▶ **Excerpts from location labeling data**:
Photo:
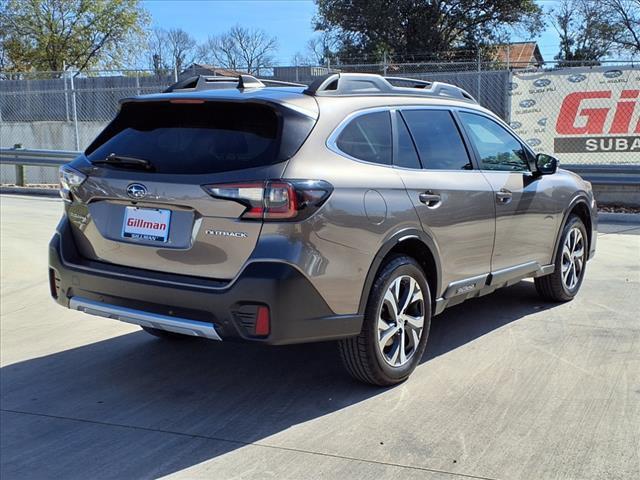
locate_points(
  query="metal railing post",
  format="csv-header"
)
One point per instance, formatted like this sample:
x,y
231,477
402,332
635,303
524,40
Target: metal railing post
x,y
74,106
19,168
479,82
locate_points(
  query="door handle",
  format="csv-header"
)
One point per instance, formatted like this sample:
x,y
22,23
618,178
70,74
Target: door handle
x,y
503,196
430,199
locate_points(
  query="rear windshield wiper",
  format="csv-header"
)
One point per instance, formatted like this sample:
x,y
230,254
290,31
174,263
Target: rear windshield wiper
x,y
123,161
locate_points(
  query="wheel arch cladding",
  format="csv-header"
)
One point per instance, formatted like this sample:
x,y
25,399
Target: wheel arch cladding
x,y
413,244
579,207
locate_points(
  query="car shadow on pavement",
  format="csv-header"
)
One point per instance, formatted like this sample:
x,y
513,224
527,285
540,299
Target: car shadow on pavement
x,y
135,406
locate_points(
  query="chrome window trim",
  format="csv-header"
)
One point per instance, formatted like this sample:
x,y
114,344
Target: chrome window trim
x,y
332,140
509,130
332,145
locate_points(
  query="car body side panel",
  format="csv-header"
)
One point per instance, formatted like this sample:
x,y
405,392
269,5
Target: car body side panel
x,y
527,227
462,224
335,248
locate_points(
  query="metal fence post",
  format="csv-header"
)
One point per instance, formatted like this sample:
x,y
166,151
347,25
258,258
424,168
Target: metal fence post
x,y
66,94
75,111
479,82
19,168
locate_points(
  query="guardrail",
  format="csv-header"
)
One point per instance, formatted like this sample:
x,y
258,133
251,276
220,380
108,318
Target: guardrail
x,y
21,157
619,175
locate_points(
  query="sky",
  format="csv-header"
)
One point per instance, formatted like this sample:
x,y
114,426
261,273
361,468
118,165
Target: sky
x,y
288,20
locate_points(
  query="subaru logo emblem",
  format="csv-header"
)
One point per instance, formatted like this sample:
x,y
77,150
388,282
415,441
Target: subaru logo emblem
x,y
542,82
136,190
612,73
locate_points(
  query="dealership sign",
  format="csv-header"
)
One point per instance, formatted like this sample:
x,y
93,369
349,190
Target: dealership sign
x,y
580,115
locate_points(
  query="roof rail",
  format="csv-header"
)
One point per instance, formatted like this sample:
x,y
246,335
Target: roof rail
x,y
207,82
343,84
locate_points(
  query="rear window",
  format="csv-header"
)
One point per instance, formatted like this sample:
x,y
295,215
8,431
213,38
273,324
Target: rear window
x,y
200,138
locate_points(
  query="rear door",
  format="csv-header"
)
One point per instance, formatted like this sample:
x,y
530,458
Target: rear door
x,y
527,212
170,216
454,200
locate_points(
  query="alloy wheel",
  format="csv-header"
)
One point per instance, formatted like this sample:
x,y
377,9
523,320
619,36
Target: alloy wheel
x,y
573,252
401,321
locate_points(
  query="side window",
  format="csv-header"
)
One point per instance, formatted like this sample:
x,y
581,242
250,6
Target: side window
x,y
368,137
407,156
498,149
438,140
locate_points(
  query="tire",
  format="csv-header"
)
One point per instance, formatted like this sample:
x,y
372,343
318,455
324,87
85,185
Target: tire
x,y
362,356
165,335
554,287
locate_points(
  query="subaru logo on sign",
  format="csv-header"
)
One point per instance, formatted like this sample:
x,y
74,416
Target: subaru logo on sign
x,y
576,78
542,82
612,73
136,190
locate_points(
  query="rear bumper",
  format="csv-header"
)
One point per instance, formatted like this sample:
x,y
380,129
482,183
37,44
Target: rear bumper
x,y
197,306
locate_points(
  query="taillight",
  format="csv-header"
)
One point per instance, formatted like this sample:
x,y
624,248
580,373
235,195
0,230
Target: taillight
x,y
275,200
69,179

▶ **SHORT EXERCISE**: List each line of the material above that contains the string "panel". Case counts.

▶ **OUTPUT FOR THIS TASK**:
  query="car body side panel",
Target: car body side panel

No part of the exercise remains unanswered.